__Required actions__.
a - Which email services does the blog post about Helm name as letting a large corporation access your private messages?
b - Extend the blog post about Helm, picking up after its final quoted line.

__Source extract__.
-*-*-
Privacy Blog

"Friends don’t let friends get spied on.' – Richard Stallman, President of the Free Software Foundation and longtime advocate of privacy in technology.

Helm Wants You to Control Your Own Data Again

A new start-up company wants you to host your own (encrypted) email messages, pictures, videos, and more where everything is under your control, not something provided by a privacy-stealing corporation.

Do you use the Gmail or Yahoo or Hotmail email services? If so, a large corporation can access your private messages for any reason at all. Or for no reason at all. The same is true for your photos, videos, contacts list, and calendar.

Your most critical data (like emails, search history, passwords, photos, and videos) is stored on massive corporate servers outside your home. Increasingly, this leaves you vulnerable to hacks, companies profiting from your data and online behavior, and mass government surveillance.

Having this information available online is a great convenience. You just sign up for an account, and instantly access your data from anywhere on any device without having to know how the internet works, much less how to configure a server. In many cases, the services offer free accounts. However, you pay a very high price for these services in loss of privacy, if not in money.

“If you’re not paying for the product, you are the product.”
-*-*-
__Supplied material__.
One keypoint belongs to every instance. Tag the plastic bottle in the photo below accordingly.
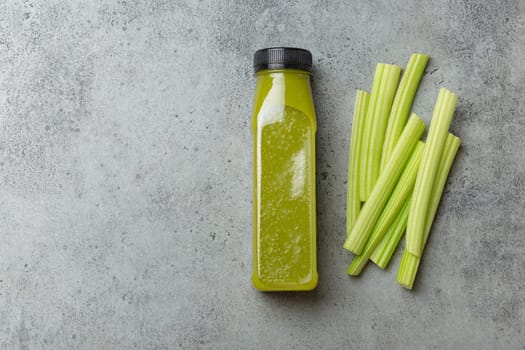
-*-*-
__Answers given__.
a - Gmail, Yahoo, and Hotmail.

b -
Companies hold your data on their servers, which means it could get used in ways you don’t realize. If a company gets hacked, your data could be stolen regardless of what precautions you personally took. Helm wants to change all that.

Helm has announced a product that probably won’t be shipping for a while. In short, the product is a small server that installs in your home. It will include a mail server for all your email messages as well as file storage space for your documents, pictures, videos, contacts list, calendar, and anything else you wish to store and keep private. The device reportedly will include easy-to-use softare that will make using the Helm server as easy as using Gmail.

The Helm server is compatible with any email client that works with IMAP mail, including Apple Mail, Microsoft Outlook, and whole bunch of others. It will walk you through migrating your email from a cloud service like Gmail. You can also add family members with their own email addresses.

Once installed, the server and its contents will be accessible to you from anywhere in the world as long as you have an Internet connection. You can use a desktop, laptop, tablet, or smartphone to access anything and everything on your personal server at home. Best of all, everything on the server is encrypted by using an encryption key that you create. Nobody else can access your information without your permission, not credit card thieves, not advertising companies, not Cambridge Analytica, and not government agents.

Unlike Hillary’s email server, you control everything in your server. You obtain the convenience of having everything available to you online all the time without giving the keys to your data to a faceless corporation. Hackers will be unable to access anything on your server.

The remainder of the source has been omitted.